[[ Data shown open ]]
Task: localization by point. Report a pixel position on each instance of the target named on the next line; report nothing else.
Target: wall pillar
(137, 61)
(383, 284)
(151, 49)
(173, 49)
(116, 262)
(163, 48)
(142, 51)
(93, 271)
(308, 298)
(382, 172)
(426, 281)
[[ Data shown closed ]]
:: Exercise objective ::
Return each line of the data exactly as written above.

:: Response box ::
Task: localization by point. Report a pixel position on each instance of the target named on the next line; report nothing else.
Target: wall pillar
(137, 61)
(383, 284)
(151, 49)
(173, 49)
(116, 262)
(163, 48)
(142, 51)
(93, 271)
(308, 298)
(382, 172)
(426, 281)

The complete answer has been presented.